### TEXT SECTION:
Start of Block
The original documents that we collect in the course of our research needs to be preserved and protected.  Often times, placing these documents into our regular filing system is not a good idea because our filing systems are not made with all archival quality materials.  So what is a researcher to do?

Denise over at the Family Curator blog discusses a great way to keep our original documents safe while also having the information in our filing system.

How Do I Go Paperless?
The new trend these days is to go paperless.  People now pay their bills online, shop online, and even order pizza online.  This trend is not only environmentally friendly, but it also saves a lot of space and is really easy to back up.  It also has the added benefit of being uploaded onto the internet and therefore can be accessed from anywhere with internet access.

Here are some tips to make your move to paperless as easy as possible:

  • An excellent back up plan is absolutely necessary.  I highly suggestion a remote back up program like Mozy or Carbonite to ensure that your information is safe, even if your computer dies.  To be extra careful, you might also want to back up to an external hard drive.
  • The way you organize on your computer is very similar to the way you would organize your paper files.  The big difference is that everything will be in virtual folders.  There are other options to organize your computer files that should be explored before you decide to make the switch.
  • You will still have to take care of your original paper documents in an archival safe way.
What Should I Do With All The Paper Newsletters, Magazines, and Periodicals?
The answer to this question will vary from situation to situation.  But here are some questions to ask yourself to help you consider what to do with all of them:
  • Is there a website or database where you can access the information?  For example, Family Tree Magazine offers the past issues of the magazine on a CD.  Each CD has a year’s worth of magazine issues.  An added benefit about this is that they are searchable.
  • When was the last time you actually looked through these newsletters, magazines, and periodicals?  If it was more than 6 months, then you probably won’t be looking at them again.  Therefore, it might be worth considering donating these items to a genealogy society, library, or archive.  You can even donate them to a friend or sell them on Ebay
  • If there is an article that you couldn’t imagine letting go of, then by all means make a scanned copy of it and keep it on your computer for reference.  Then donate the paper item.
End of Block
### LISTED RECORDS:
Start of Block
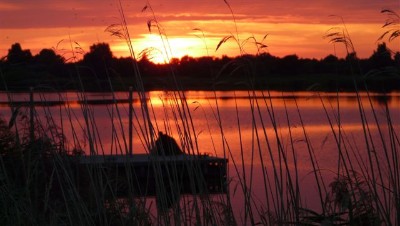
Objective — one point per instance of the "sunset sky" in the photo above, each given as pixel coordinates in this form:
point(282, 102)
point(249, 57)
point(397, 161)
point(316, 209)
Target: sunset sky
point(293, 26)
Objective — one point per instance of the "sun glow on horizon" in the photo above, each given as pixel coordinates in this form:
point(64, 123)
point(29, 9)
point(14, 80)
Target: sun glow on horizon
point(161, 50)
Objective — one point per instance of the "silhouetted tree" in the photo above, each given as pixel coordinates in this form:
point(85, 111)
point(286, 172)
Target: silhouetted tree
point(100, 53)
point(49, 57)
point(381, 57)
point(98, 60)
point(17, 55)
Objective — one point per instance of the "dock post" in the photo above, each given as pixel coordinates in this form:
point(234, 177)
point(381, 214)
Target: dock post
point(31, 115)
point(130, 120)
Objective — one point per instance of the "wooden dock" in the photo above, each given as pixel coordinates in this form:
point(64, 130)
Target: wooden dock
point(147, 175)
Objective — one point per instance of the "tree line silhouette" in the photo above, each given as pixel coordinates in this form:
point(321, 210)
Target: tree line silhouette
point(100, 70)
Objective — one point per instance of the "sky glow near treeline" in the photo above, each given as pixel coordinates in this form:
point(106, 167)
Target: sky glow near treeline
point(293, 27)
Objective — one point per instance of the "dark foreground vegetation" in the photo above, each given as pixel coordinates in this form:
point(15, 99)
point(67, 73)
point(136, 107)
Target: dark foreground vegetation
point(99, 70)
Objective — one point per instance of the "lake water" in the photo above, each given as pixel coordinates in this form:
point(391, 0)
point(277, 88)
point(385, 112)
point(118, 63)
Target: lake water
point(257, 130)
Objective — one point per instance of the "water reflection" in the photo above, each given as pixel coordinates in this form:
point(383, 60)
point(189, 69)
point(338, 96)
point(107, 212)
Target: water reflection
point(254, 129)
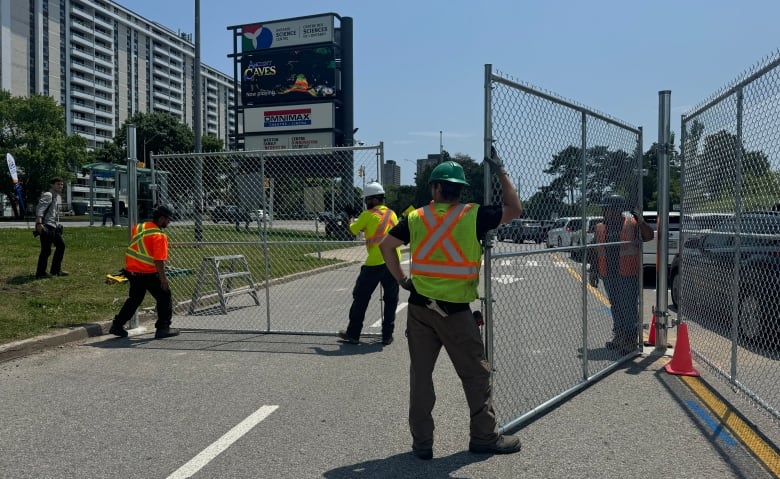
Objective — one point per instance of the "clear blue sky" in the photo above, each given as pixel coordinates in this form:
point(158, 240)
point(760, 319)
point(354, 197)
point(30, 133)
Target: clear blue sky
End of Block
Start of Block
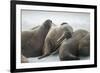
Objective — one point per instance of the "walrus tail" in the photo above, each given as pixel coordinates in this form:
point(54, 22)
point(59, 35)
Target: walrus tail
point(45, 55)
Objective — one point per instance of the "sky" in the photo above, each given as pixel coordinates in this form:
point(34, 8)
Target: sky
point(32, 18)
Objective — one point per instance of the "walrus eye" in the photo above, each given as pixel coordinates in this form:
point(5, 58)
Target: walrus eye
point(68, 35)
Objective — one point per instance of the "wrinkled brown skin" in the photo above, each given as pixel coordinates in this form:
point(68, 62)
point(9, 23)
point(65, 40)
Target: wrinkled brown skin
End of Block
### WHAT YOU NEED TO DO:
Write the next part of the blog post on handling genealogy research papers, picking up after its last sentence. The entries are separate material and have no connection to the blog post on handling genealogy research papers.

### ANSWER BELOW:
For the magazines, newsletters, and periodicals that you are planning on keeping, you’ll need to make a plan.  But what should you include in your plan?
  • How long will you keep each item?  Six months is a good rule of thumb.
  • Store these items in labeled magazine boxes.  That way you can quickly find the issue that you are looking for.
  • Stick to your plan.  If you say that you will get rid of that document in six months, then actually do it!  Your plan is useless if you choose not to stick with it.
The Number One Organizing Tip That Isn’t Stressed Enough…
Organization is a P-R-O-C-E-S-S.  You must continually work at staying organized if you actually want to stay organized.  Just because you made your research space look all nice and pretty, doesn’t mean that you are organized.

So instead of feeling depressed after that last paragraph, feel accomplished at the hard work that you’ve put into becoming organized.  Then get determined to make it stick by scheduling time every week, every month – maybe even every day, to keep you organized and feeling great.


Organizing The Paper Mountain (Part 2)

So how is the organizing going so far?  Are you feeling like your moving in the right direction?  In this post I will continue to give you step-by-step directions to conquering the overwhelming paper mountain.  If you want a refresher, read part 1 of this series here.

Step Four
Now that you have your divided piles, you need to consider how you will further sub-divide those files.  To assist you in figuring out how to do this, I have given you more questions to answer that are similar to the questions I asked you in step two.
  • Think of how you divided up your papers.  In your mind, picture how you think about the details of your ancestors.  Do you think about them by the types of records you have?   Do you think about them by individuals or couples?  Your answer to this question will determine how you will further subdivide your piles.
Step Five
It is time to sub-divide all of those piles you have.  I know – it is a huge pain.  I bet you’re completely tired of this boring, mundane task of sorting all of your papers.  Trust me, this is the least fun part of the process.  But it is the most important and is the backbone of your organizational system.

Keep your eyes on the prize: A clean, organized space with every piece of paper in it’s place.  You can find any piece of paper in a matter of seconds.  No matter how big or how small your space is, you enjoy researching in it.

Step Six
The next step is to assess what organizational supplies you will need to store your papers.  Remember the decision you made about using a filing cabinet and file folders or binders and dividers? 

But there are some very important things to consider before you go shopping:
  • Do you want to color code?  This is by far not a requirement, but some people really find it beneficial.  For the most part, I’ve only ever heard of people using color coding when they divide their papers by surname.  Most people will divide their surnames into four or eight categories; these categories correspond with your four grandparents or eight great grandparents.  The four or eight colors that you choose are really up to you – just be sure that these are colors that you can always find at a store.  You don’t want to try to expand your organizational system someday only to find out that the colored supplies you need are no longer being made.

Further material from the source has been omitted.